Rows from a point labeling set
************
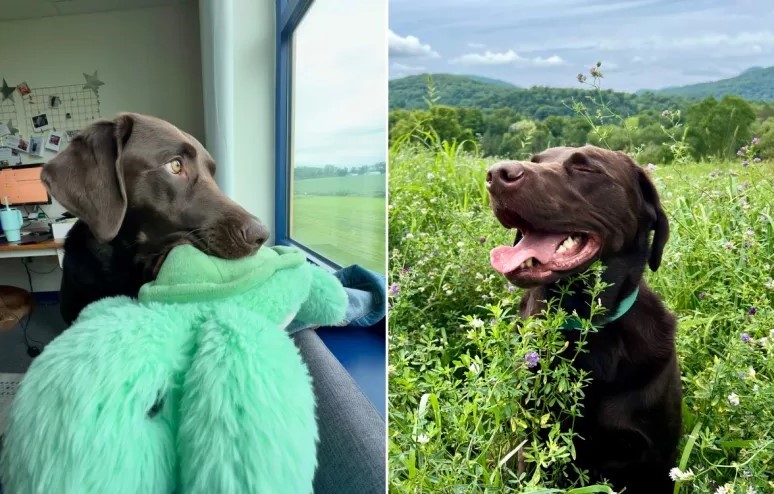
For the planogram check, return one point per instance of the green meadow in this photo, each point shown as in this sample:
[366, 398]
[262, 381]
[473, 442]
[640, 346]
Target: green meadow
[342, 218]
************
**AIM OF THE EXERCISE**
Copy every row above verbatim, line for line, but leave out the pictures.

**ANSWER BELOW**
For the planogram check, return one point per instance of the green meadow in this photo, each point shown as in this sample:
[366, 398]
[262, 381]
[473, 442]
[640, 346]
Target: green meadow
[342, 218]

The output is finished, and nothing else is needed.